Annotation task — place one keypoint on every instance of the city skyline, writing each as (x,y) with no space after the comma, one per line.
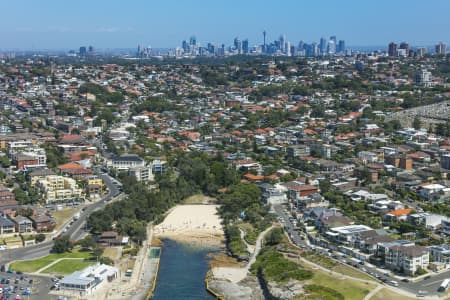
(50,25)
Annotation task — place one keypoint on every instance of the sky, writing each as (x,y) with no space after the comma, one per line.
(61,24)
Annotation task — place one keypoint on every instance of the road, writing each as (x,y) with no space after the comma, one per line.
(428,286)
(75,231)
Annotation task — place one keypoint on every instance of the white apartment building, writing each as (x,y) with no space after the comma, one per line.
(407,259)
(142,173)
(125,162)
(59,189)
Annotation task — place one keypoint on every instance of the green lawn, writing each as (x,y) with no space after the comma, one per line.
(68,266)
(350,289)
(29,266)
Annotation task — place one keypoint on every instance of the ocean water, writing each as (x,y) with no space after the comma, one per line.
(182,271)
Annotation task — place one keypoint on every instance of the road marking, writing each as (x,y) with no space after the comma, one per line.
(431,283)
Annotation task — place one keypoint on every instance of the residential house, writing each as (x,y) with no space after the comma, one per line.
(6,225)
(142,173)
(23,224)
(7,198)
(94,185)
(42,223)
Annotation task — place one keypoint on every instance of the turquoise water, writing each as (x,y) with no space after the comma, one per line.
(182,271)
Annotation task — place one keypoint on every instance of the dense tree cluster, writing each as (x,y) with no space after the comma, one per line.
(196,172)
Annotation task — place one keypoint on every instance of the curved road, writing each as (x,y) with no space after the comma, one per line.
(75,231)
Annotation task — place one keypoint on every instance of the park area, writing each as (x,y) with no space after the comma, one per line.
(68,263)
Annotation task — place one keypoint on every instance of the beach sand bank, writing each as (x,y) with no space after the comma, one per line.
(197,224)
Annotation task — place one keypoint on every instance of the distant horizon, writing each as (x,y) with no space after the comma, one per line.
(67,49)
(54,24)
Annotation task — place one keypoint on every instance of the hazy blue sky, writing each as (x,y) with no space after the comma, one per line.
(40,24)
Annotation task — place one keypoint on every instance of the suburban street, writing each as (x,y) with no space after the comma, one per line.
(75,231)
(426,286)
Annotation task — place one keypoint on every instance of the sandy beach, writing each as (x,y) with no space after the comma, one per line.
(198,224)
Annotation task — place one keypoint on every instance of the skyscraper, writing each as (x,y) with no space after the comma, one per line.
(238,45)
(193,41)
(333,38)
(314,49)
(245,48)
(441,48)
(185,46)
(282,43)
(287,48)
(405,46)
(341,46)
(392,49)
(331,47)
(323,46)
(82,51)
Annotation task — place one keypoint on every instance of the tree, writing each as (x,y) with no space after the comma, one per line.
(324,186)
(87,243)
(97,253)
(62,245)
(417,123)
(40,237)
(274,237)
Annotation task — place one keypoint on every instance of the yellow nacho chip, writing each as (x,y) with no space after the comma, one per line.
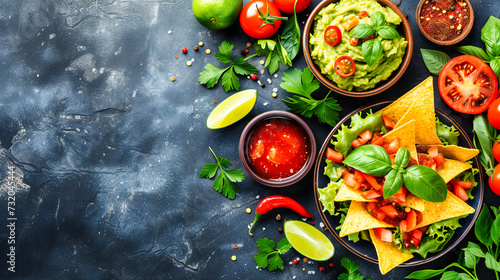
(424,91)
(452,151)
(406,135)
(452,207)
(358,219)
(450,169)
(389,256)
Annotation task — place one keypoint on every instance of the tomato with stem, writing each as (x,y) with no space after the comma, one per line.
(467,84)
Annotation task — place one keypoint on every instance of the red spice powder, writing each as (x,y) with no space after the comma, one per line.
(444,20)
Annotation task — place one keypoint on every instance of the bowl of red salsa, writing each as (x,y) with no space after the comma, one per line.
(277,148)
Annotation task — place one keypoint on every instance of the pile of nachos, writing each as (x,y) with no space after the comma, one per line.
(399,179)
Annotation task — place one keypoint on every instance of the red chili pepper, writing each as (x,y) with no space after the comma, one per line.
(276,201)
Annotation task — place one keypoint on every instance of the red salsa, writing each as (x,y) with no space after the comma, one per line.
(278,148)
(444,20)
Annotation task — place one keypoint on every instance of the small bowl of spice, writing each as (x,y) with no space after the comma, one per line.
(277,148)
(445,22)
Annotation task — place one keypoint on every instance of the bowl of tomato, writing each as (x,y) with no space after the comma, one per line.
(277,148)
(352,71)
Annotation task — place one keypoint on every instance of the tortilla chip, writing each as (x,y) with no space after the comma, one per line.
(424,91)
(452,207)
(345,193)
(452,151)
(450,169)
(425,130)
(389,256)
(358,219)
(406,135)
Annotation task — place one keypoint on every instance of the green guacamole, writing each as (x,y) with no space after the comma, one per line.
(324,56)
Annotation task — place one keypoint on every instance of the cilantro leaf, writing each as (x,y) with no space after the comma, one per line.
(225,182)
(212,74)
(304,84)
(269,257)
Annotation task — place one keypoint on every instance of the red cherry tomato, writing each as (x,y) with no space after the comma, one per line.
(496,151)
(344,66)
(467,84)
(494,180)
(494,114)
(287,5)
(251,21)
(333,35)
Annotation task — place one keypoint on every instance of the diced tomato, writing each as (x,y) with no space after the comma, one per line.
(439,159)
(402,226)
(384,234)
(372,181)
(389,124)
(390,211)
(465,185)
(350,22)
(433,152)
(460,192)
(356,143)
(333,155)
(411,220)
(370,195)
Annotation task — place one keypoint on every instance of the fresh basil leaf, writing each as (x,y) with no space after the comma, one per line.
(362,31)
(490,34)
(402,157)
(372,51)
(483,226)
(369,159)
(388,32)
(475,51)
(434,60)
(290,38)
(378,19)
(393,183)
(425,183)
--- --- ---
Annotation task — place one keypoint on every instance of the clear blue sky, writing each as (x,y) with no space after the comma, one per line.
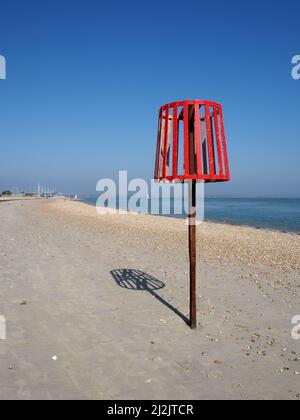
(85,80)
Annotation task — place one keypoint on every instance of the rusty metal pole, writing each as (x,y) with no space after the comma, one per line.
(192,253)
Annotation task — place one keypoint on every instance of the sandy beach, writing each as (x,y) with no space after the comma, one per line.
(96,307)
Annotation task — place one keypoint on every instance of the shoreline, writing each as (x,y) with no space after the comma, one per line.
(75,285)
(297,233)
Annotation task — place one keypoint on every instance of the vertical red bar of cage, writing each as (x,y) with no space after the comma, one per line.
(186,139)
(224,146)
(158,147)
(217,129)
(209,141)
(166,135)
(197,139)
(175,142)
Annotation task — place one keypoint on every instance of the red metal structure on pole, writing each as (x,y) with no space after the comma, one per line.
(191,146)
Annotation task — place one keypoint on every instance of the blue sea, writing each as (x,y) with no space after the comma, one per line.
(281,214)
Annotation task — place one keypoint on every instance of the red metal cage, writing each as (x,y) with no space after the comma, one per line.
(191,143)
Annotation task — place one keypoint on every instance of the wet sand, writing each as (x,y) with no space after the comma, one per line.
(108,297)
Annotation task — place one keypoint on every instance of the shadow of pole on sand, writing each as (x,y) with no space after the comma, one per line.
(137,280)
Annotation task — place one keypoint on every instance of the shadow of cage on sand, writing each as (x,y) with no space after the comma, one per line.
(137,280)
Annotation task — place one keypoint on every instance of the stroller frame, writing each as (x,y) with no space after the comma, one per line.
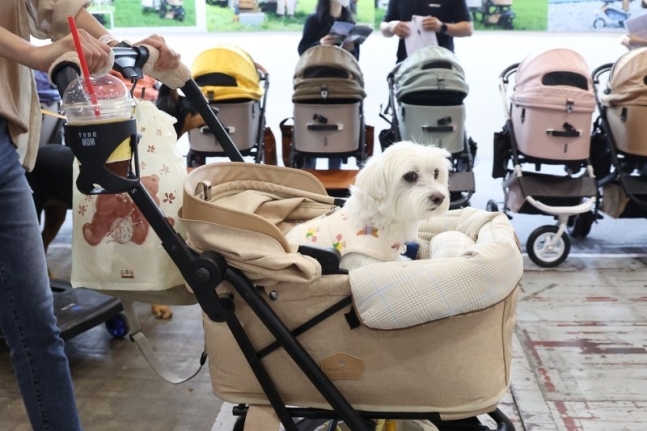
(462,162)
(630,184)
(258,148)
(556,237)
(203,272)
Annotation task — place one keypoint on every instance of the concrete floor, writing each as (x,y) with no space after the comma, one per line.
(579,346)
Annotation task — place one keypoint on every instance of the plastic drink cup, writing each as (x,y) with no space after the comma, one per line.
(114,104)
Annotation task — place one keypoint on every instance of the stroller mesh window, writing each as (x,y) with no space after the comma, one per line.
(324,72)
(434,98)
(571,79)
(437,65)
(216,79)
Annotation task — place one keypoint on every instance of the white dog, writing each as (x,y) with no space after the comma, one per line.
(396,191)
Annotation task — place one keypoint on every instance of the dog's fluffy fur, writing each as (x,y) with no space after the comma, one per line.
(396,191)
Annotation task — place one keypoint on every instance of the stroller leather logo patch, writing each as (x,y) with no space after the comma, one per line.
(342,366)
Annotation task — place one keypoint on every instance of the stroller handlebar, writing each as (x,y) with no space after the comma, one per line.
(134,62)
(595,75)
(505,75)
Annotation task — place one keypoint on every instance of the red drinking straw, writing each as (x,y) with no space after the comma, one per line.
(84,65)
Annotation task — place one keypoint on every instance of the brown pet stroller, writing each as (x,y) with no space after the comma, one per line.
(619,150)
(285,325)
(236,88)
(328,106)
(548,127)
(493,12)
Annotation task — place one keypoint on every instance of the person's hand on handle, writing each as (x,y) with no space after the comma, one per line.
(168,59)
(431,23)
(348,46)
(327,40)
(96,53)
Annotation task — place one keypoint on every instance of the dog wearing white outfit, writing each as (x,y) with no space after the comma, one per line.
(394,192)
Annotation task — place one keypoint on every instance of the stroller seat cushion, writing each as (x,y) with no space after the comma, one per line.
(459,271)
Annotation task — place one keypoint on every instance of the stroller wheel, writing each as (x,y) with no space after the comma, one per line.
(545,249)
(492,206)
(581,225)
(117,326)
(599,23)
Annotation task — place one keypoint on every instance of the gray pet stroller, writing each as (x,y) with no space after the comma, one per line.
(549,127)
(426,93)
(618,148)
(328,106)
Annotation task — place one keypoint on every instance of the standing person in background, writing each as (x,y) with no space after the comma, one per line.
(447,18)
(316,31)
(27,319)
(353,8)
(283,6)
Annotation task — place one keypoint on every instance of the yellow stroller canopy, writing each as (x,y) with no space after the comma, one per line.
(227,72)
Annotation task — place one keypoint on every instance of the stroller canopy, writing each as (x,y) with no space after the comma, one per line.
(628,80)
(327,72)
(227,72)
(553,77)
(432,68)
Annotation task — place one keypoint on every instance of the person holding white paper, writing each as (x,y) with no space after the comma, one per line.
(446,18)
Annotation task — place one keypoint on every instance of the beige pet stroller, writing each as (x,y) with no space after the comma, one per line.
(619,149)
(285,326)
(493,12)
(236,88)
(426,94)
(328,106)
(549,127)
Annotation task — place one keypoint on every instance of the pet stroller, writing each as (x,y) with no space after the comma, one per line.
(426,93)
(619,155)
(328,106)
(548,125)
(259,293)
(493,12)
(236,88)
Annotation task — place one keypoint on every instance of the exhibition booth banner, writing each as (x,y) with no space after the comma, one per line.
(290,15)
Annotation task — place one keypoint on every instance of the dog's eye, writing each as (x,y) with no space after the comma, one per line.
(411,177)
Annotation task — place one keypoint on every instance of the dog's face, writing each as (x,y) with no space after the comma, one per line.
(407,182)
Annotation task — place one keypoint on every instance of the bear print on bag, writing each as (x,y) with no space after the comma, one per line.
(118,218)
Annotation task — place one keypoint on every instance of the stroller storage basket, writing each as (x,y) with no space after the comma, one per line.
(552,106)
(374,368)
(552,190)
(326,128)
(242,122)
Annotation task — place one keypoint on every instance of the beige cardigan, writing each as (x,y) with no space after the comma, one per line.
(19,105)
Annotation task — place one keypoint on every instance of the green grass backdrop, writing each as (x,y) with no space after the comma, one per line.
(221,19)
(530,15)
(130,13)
--- --- ---
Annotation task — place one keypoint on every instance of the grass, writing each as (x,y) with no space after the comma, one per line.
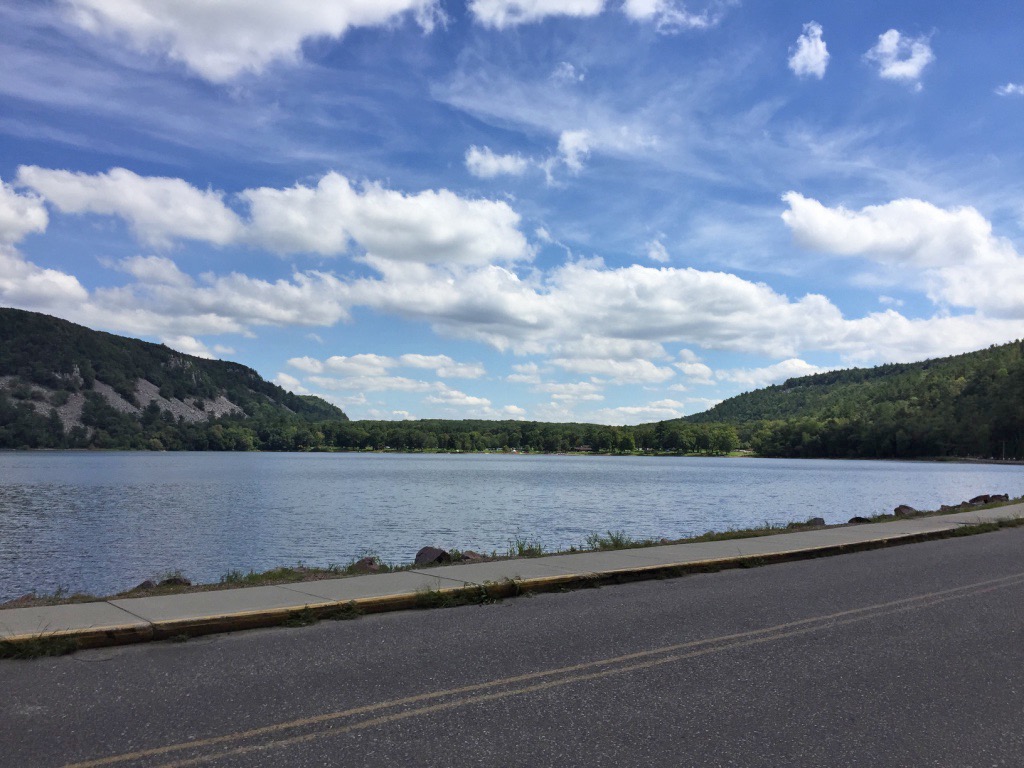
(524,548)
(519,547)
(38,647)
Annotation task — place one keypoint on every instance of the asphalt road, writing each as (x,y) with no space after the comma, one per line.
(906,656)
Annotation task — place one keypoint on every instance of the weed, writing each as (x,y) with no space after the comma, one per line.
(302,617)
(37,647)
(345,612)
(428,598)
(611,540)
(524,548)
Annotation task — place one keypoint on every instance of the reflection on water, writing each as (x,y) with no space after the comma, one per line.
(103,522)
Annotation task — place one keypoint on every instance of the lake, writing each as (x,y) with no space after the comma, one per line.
--- --- ---
Return every line from the records above that contains the word "pole".

Result of this exercise |
Annotation task — place one keypoint on every instance of the rusty metal pole, writing each as (x,y) with no space after the comma, one per line.
Annotation task — place one keypoint on every instance of the red metal structure on pole, writing each as (x,y) with no space after the comma, one per line.
Annotation task — place one keypoint on every instance of the shadow of pole on sand, writing each as (x,y) with no space after the comma, one per line.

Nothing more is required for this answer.